Copy the data verbatim, beginning with the line that contains "Exercise. Tag every instance of the rough" and continuing through the last line of the data.

= = = = =

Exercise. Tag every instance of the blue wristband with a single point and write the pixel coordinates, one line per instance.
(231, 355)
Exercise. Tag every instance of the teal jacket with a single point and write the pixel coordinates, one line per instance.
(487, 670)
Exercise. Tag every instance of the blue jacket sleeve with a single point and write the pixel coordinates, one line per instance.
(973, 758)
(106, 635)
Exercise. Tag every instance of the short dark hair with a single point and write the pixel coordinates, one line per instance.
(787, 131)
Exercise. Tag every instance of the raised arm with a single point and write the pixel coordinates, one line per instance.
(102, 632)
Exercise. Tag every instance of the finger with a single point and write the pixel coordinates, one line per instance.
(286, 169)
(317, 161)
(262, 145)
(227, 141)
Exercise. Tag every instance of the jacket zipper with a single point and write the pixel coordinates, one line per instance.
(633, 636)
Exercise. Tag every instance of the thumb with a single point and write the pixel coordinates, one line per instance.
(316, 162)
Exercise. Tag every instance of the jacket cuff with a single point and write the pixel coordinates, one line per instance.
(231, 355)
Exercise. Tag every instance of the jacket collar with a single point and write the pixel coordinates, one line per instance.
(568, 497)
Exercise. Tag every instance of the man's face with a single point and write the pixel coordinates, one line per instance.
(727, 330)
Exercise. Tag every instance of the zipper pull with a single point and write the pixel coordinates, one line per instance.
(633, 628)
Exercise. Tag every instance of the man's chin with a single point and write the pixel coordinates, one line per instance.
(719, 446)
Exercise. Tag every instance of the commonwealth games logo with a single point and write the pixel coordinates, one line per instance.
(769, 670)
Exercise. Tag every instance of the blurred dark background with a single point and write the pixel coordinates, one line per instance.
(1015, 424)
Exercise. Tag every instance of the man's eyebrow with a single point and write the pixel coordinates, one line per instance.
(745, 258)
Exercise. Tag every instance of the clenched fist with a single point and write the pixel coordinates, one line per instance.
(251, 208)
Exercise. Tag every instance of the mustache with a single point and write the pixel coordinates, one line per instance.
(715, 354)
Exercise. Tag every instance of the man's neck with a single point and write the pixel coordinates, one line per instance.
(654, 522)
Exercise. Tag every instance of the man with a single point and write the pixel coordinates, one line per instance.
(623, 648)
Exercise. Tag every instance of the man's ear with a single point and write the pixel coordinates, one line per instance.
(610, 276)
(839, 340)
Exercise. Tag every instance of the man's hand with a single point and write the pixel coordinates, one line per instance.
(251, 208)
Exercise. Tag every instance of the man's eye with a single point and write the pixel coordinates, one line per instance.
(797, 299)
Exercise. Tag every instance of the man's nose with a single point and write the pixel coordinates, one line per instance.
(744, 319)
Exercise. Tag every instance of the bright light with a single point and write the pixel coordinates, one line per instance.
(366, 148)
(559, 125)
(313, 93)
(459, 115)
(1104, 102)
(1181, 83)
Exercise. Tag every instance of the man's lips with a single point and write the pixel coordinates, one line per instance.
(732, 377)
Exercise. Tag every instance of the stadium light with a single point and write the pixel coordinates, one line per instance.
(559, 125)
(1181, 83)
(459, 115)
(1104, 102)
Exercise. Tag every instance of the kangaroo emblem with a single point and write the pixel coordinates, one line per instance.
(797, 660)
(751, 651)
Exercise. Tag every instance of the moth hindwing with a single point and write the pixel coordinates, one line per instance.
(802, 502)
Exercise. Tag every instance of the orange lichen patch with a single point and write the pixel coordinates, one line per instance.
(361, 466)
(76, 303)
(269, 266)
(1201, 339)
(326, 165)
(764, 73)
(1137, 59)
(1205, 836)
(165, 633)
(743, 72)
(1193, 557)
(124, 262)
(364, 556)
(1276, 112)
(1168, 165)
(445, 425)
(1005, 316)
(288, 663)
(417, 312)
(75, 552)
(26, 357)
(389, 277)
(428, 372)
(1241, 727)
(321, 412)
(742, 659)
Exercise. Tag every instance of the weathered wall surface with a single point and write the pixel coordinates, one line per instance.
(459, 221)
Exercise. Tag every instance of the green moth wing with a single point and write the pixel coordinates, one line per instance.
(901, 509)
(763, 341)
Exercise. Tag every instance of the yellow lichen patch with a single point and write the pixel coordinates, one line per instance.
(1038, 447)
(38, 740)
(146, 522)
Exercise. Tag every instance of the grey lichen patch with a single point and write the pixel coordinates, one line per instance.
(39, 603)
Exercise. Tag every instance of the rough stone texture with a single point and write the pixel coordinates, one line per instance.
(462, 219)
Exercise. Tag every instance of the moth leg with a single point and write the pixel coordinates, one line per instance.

= = = = =

> **Correct response**:
Exercise. Tag every instance of the rough stone texture with a single point and write the pixel coordinates, one line per instance.
(462, 219)
Exercise. Tag every instance of the moth leg with a single point and write the pixel coordinates, one line per instance.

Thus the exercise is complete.